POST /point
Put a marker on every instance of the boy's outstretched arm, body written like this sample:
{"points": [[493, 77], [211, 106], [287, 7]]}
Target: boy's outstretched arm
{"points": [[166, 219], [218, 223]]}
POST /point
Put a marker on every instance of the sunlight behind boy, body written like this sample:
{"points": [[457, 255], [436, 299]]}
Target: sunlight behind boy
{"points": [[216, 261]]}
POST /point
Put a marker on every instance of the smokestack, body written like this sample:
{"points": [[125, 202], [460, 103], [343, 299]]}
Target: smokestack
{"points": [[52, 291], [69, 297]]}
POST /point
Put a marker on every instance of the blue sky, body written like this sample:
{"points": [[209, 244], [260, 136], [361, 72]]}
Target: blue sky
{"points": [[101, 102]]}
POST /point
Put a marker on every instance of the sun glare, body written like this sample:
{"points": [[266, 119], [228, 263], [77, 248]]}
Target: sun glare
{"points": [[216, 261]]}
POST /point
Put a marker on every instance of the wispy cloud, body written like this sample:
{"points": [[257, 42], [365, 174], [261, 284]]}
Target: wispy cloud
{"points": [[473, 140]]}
---*---
*What you are asked to do*
One number is the expected answer: the count of lines above that hold the word "like".

*Solution to this exercise*
6